_EXERCISE GOAL:_
Write out the listing below from the line containing "Note: pick out the jacket" to its last line, unaltered, ends included.

--------------------------------

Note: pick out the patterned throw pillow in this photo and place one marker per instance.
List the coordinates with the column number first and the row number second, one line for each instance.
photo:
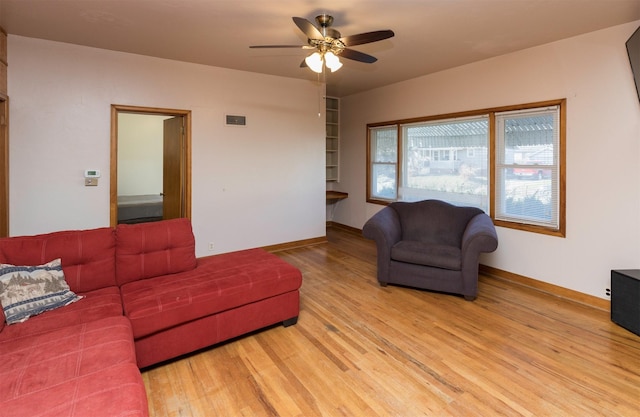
column 29, row 290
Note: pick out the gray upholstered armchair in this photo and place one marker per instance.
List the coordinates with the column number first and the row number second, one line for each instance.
column 431, row 245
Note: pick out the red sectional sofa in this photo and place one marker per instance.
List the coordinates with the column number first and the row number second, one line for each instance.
column 146, row 298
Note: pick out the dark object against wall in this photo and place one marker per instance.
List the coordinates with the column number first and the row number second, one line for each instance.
column 633, row 49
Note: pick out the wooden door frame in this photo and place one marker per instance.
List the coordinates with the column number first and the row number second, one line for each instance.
column 4, row 167
column 115, row 110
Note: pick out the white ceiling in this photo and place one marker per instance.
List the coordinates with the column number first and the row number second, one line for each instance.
column 430, row 35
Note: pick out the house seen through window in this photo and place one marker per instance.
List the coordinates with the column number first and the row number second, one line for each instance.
column 508, row 162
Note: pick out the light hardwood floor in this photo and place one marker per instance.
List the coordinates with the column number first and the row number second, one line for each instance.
column 363, row 350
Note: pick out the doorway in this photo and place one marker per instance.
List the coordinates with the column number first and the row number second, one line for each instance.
column 150, row 164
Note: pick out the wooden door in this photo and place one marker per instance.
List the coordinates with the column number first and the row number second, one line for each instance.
column 173, row 172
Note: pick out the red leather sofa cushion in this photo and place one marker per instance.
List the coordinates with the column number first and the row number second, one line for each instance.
column 219, row 283
column 88, row 256
column 95, row 305
column 64, row 371
column 148, row 250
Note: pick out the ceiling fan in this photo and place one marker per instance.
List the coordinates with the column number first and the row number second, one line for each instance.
column 329, row 44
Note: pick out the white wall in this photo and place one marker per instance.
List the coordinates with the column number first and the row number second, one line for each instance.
column 603, row 150
column 140, row 149
column 252, row 186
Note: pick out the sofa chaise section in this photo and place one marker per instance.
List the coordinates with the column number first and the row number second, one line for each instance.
column 178, row 304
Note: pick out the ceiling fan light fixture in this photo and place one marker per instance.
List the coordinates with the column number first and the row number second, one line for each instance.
column 314, row 62
column 332, row 61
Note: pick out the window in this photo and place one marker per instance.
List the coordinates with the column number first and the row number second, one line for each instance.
column 383, row 154
column 527, row 174
column 506, row 161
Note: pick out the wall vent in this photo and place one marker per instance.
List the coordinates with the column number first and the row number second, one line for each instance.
column 232, row 120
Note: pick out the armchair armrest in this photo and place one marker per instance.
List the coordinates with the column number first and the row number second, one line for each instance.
column 385, row 229
column 480, row 235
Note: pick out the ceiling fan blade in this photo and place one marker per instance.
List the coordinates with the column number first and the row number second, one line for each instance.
column 307, row 28
column 279, row 46
column 357, row 56
column 368, row 37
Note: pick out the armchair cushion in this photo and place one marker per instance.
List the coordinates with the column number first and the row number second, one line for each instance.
column 430, row 254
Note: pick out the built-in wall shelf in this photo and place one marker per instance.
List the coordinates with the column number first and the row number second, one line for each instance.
column 333, row 138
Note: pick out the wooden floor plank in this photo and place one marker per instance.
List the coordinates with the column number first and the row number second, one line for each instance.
column 361, row 349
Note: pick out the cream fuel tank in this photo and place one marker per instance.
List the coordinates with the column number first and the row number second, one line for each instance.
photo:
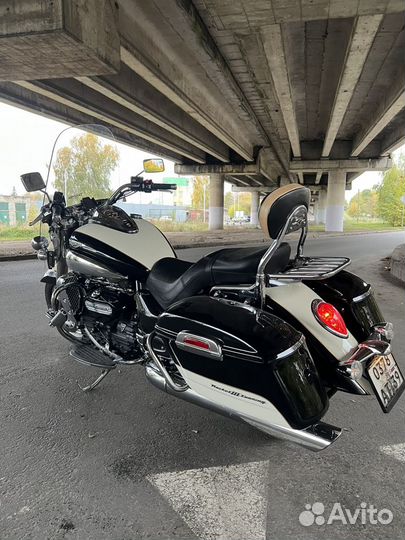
column 116, row 245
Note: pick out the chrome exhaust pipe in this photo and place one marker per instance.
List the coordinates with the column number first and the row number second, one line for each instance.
column 316, row 437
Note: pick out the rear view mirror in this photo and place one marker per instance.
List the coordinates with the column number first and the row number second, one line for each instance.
column 153, row 165
column 32, row 181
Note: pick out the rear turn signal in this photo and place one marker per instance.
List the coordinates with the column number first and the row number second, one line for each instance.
column 329, row 317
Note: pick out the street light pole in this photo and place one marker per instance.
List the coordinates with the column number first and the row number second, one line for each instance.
column 204, row 189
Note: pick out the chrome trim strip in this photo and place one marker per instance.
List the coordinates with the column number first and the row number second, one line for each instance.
column 292, row 349
column 164, row 373
column 213, row 351
column 362, row 296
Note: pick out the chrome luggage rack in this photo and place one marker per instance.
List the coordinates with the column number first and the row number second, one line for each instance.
column 300, row 268
column 312, row 268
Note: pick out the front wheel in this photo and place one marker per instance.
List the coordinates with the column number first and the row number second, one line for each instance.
column 74, row 337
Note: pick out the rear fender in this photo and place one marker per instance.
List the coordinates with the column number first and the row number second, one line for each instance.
column 296, row 299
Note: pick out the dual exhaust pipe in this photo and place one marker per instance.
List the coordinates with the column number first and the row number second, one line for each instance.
column 316, row 437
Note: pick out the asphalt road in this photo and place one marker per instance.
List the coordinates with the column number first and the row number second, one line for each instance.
column 128, row 462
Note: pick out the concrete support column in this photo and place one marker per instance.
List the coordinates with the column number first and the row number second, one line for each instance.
column 321, row 207
column 316, row 212
column 12, row 216
column 254, row 209
column 216, row 210
column 335, row 201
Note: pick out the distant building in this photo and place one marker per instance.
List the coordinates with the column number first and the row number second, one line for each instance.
column 14, row 210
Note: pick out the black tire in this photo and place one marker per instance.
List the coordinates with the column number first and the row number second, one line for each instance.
column 48, row 293
column 76, row 337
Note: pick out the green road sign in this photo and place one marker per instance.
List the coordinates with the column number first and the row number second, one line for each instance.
column 182, row 182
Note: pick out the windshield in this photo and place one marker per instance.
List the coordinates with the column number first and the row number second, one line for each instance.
column 84, row 162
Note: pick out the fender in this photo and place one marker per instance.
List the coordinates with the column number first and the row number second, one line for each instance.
column 296, row 299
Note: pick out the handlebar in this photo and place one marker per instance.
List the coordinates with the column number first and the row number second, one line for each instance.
column 161, row 187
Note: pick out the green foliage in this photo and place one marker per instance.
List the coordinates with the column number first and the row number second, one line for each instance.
column 197, row 197
column 240, row 202
column 390, row 207
column 85, row 167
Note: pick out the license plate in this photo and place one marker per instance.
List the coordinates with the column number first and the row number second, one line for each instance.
column 387, row 380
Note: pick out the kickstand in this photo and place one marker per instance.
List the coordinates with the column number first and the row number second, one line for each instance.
column 91, row 386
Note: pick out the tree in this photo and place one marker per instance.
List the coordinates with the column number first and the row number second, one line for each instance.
column 84, row 168
column 390, row 207
column 241, row 202
column 197, row 197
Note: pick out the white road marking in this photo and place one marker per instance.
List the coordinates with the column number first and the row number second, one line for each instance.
column 219, row 503
column 395, row 450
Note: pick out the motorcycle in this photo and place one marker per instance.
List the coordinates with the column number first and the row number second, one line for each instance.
column 259, row 334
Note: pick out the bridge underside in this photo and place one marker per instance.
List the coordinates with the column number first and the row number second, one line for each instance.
column 256, row 92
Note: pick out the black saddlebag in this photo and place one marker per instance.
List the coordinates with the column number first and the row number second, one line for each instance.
column 245, row 348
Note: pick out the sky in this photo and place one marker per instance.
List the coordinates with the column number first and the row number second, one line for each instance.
column 26, row 141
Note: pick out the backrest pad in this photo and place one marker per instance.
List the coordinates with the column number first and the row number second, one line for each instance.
column 278, row 205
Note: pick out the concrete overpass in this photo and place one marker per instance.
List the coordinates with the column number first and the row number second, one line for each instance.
column 257, row 92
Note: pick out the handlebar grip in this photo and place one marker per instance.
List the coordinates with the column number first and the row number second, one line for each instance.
column 56, row 212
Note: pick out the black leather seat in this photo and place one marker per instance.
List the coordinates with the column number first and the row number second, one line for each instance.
column 172, row 279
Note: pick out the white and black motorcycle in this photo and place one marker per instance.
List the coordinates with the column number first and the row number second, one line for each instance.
column 256, row 333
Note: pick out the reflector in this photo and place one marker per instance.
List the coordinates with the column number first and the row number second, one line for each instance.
column 330, row 318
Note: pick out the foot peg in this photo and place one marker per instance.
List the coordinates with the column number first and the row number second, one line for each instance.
column 91, row 386
column 88, row 355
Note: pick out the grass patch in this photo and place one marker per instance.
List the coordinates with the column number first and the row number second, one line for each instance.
column 20, row 232
column 353, row 226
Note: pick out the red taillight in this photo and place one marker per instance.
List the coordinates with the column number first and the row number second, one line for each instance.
column 329, row 317
column 196, row 343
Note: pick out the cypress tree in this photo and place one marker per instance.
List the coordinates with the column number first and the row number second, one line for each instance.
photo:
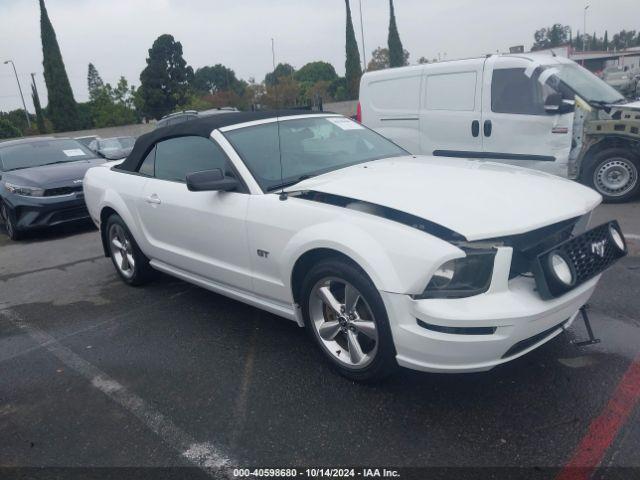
column 62, row 108
column 396, row 52
column 94, row 82
column 164, row 83
column 36, row 104
column 353, row 69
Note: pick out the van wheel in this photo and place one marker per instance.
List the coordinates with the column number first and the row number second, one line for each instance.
column 613, row 173
column 347, row 319
column 131, row 264
column 9, row 223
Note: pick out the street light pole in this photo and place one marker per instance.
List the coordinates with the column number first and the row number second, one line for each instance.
column 26, row 113
column 584, row 33
column 364, row 50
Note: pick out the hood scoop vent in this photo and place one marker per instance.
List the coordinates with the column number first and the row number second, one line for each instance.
column 392, row 214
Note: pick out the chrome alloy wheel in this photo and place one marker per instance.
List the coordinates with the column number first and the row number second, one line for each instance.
column 122, row 250
column 616, row 176
column 344, row 322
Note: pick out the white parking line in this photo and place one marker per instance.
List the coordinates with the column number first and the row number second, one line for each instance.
column 204, row 455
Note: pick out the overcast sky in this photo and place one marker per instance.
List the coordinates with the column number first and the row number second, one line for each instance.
column 116, row 34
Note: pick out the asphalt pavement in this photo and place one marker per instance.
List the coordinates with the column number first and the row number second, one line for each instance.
column 94, row 373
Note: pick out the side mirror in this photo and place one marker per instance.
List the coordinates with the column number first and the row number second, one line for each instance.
column 211, row 181
column 553, row 103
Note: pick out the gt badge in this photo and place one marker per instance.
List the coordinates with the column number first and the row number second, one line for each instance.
column 598, row 248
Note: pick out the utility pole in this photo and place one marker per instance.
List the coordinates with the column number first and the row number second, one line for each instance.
column 35, row 88
column 26, row 114
column 275, row 79
column 364, row 50
column 584, row 33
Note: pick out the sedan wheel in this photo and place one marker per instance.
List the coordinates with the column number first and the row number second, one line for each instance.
column 344, row 322
column 122, row 251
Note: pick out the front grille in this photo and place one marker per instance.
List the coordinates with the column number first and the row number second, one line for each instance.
column 527, row 246
column 589, row 255
column 54, row 192
column 586, row 262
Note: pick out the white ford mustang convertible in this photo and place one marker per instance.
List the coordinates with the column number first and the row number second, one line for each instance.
column 435, row 264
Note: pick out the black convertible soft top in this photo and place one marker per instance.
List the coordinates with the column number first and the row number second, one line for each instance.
column 200, row 127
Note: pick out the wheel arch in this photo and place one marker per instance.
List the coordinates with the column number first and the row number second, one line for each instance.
column 310, row 258
column 606, row 143
column 396, row 258
column 105, row 213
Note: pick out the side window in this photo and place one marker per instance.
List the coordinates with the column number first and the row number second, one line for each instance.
column 178, row 157
column 514, row 92
column 451, row 91
column 148, row 165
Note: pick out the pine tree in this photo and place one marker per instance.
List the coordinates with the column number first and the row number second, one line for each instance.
column 39, row 114
column 164, row 83
column 62, row 108
column 94, row 82
column 353, row 69
column 396, row 52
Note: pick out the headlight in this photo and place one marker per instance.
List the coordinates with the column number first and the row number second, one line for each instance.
column 561, row 269
column 616, row 236
column 462, row 277
column 24, row 191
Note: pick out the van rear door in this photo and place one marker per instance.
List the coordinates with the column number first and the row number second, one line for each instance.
column 451, row 109
column 516, row 129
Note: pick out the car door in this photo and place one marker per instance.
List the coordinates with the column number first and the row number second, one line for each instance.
column 516, row 127
column 202, row 233
column 450, row 109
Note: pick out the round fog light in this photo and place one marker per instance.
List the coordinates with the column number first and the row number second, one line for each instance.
column 561, row 269
column 617, row 237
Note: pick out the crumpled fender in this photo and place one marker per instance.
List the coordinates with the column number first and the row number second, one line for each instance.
column 397, row 258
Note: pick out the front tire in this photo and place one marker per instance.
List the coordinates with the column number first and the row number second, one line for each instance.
column 130, row 263
column 347, row 319
column 9, row 223
column 613, row 173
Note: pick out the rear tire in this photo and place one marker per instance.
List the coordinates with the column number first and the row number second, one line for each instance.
column 129, row 261
column 9, row 223
column 345, row 316
column 614, row 174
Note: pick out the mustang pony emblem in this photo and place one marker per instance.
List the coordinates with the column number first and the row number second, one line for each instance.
column 598, row 248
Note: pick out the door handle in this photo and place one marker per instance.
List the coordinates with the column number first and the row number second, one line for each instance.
column 487, row 128
column 475, row 128
column 153, row 199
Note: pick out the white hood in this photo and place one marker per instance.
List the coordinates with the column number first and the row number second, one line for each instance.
column 479, row 200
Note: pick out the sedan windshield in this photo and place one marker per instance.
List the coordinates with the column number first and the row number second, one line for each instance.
column 586, row 84
column 282, row 153
column 120, row 143
column 42, row 152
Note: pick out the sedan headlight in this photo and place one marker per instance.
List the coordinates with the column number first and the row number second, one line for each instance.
column 462, row 277
column 25, row 191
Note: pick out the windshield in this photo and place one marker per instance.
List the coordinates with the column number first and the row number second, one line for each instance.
column 121, row 143
column 586, row 84
column 42, row 152
column 309, row 146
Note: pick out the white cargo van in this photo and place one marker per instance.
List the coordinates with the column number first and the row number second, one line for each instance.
column 534, row 110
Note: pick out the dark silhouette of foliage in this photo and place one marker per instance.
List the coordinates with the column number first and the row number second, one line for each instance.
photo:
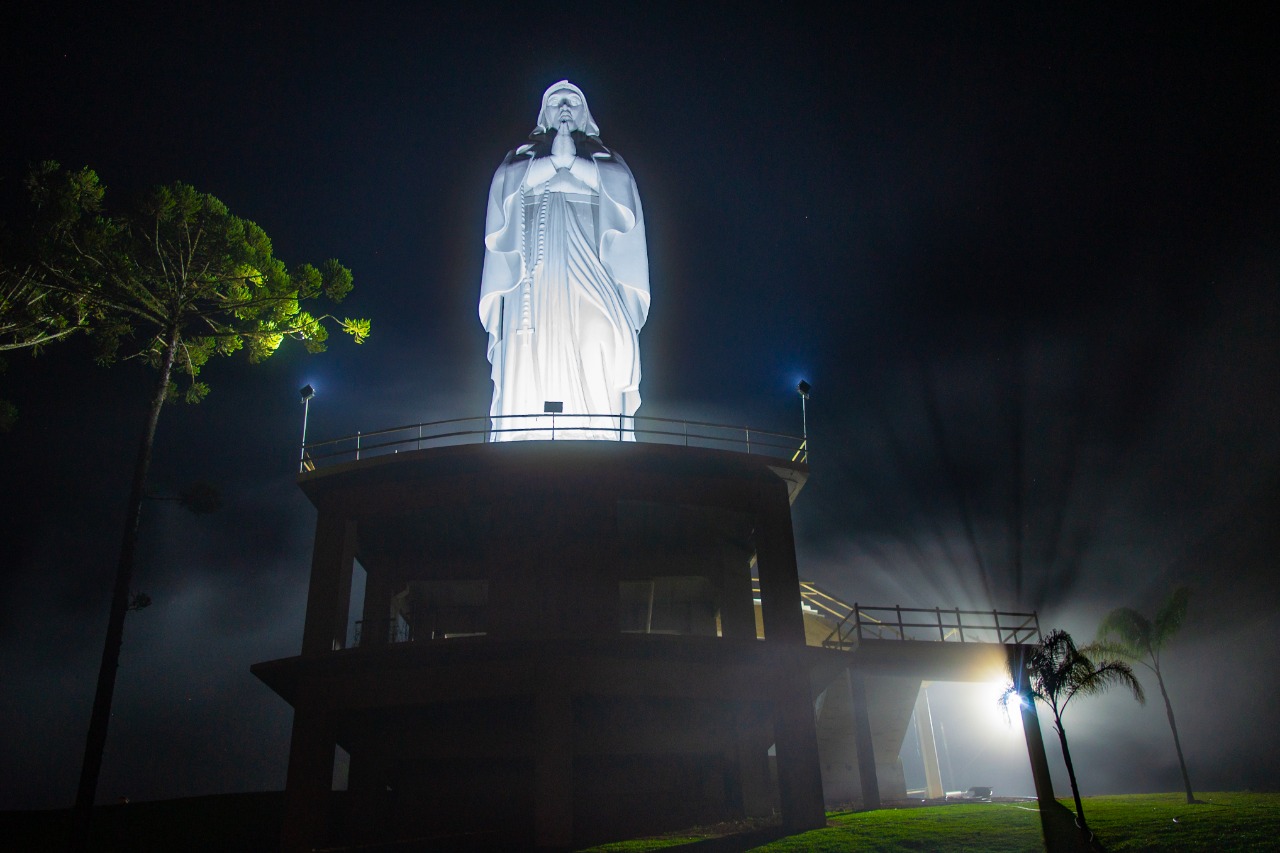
column 1055, row 674
column 1127, row 633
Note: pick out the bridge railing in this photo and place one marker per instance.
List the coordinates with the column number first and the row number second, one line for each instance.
column 553, row 427
column 855, row 623
column 937, row 624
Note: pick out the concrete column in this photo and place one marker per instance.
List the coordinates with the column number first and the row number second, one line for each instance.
column 309, row 783
column 366, row 792
column 753, row 763
column 329, row 592
column 928, row 746
column 378, row 598
column 863, row 739
column 796, row 737
column 737, row 609
column 553, row 772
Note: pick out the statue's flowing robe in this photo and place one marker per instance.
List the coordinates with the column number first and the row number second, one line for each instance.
column 563, row 295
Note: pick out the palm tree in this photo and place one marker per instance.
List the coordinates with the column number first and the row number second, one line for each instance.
column 1055, row 674
column 1129, row 634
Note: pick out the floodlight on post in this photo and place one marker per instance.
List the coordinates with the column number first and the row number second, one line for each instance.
column 803, row 388
column 306, row 393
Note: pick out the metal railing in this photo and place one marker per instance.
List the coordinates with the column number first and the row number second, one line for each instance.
column 388, row 632
column 937, row 624
column 855, row 623
column 553, row 427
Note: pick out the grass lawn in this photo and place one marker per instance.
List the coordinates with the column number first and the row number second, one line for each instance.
column 1223, row 824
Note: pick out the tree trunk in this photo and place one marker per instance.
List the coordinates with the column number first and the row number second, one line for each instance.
column 1070, row 772
column 1178, row 744
column 96, row 740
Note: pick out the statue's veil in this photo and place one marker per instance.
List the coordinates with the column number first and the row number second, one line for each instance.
column 545, row 123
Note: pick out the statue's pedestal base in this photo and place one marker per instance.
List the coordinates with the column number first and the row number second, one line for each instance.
column 557, row 644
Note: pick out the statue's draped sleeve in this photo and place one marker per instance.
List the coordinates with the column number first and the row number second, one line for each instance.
column 624, row 246
column 503, row 267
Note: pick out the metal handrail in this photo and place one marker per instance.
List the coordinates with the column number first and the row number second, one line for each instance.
column 855, row 623
column 949, row 625
column 553, row 427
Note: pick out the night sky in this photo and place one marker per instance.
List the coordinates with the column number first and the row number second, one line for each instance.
column 1028, row 263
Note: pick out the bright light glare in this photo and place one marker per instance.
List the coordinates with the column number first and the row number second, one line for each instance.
column 1008, row 716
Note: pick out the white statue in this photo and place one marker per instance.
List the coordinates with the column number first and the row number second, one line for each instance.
column 566, row 279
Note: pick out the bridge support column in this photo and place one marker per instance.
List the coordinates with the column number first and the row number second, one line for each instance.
column 863, row 739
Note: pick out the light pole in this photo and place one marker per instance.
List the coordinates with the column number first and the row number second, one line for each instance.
column 306, row 392
column 804, row 415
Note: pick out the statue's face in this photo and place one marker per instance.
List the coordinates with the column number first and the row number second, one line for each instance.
column 566, row 105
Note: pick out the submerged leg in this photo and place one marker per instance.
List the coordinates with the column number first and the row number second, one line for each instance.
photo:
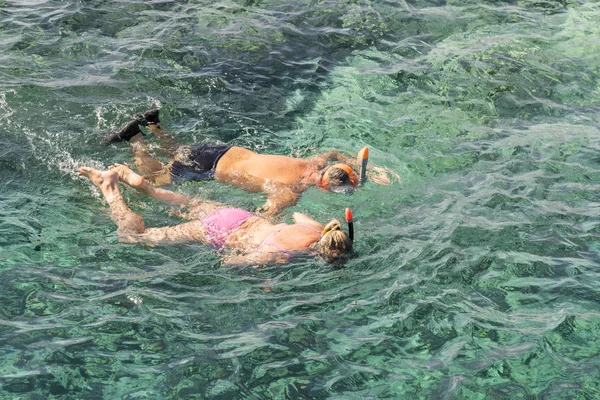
column 127, row 176
column 131, row 225
column 197, row 207
column 128, row 222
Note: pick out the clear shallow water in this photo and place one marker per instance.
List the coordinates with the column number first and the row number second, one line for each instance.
column 476, row 276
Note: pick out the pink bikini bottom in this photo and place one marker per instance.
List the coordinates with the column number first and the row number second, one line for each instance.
column 222, row 222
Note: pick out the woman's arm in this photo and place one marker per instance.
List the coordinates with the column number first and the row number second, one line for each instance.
column 256, row 259
column 304, row 219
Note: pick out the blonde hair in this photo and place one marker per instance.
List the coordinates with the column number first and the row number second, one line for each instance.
column 334, row 244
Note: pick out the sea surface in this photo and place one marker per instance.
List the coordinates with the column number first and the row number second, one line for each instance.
column 476, row 275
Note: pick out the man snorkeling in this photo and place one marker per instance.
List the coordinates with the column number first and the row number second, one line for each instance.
column 282, row 178
column 252, row 239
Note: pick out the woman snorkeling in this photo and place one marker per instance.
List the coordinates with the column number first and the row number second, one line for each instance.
column 252, row 238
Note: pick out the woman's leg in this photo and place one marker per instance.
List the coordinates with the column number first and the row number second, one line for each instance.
column 198, row 207
column 131, row 225
column 128, row 222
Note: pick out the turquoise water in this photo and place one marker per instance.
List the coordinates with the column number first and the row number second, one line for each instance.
column 476, row 276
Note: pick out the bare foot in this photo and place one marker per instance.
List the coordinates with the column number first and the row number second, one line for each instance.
column 126, row 175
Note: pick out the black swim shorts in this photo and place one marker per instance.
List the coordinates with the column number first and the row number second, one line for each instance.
column 200, row 164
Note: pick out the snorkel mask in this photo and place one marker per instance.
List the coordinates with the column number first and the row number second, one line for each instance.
column 355, row 181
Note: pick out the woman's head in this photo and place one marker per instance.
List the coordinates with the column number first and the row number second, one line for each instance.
column 338, row 176
column 334, row 244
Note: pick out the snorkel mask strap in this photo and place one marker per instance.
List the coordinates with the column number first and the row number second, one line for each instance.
column 324, row 181
column 350, row 223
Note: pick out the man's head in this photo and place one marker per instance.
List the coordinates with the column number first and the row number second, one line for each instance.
column 339, row 178
column 334, row 245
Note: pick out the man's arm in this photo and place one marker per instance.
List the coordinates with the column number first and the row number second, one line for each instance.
column 277, row 200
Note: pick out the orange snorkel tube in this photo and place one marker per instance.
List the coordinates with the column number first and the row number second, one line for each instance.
column 350, row 224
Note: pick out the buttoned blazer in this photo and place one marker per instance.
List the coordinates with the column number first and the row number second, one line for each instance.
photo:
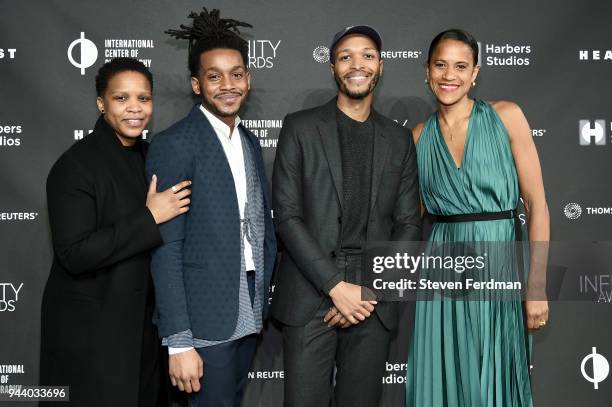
column 196, row 271
column 307, row 202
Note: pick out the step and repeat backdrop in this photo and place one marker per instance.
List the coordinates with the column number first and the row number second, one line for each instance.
column 554, row 59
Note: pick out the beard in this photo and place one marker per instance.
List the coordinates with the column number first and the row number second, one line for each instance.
column 217, row 107
column 360, row 94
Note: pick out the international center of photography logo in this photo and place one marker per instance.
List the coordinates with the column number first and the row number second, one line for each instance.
column 572, row 211
column 87, row 54
column 599, row 369
column 321, row 54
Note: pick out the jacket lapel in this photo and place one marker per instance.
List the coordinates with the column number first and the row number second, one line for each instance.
column 108, row 141
column 381, row 149
column 328, row 130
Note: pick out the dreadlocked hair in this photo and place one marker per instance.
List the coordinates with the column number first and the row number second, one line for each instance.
column 209, row 31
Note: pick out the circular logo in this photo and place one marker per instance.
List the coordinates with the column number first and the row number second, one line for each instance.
column 572, row 211
column 600, row 368
column 321, row 54
column 88, row 54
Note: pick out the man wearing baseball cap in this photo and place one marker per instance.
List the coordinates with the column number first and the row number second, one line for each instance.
column 344, row 175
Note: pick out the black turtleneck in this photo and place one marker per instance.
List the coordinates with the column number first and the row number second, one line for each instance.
column 356, row 145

--------------------------------

_EXERCISE RESPONSE:_
Note: pick out the jacket lapel in this photo and place one marker per instance.
List the coordinates with the column number first and the row number second, one line for each instance.
column 108, row 141
column 381, row 149
column 328, row 130
Note: pick out the dreadlocked hair in this photo and place one marker per instance.
List the coordinates with the column number first and the row number second, one line for each instance.
column 209, row 31
Note: pick out the circular logo in this photo and place one marker per instance.
List the coordinates with the column number first and the row number second, one line for each instance.
column 572, row 211
column 600, row 368
column 321, row 54
column 88, row 54
Note: pick out the man wearing baseball cap in this photo and place one marker per instance.
List the coordinates with the column number first and the row number second, one line for each instance.
column 344, row 175
Note: pick out the black turtleneck in this photo and place one marker per instance.
List the coordinates with the column number first and the row number second, one line for each instance.
column 356, row 145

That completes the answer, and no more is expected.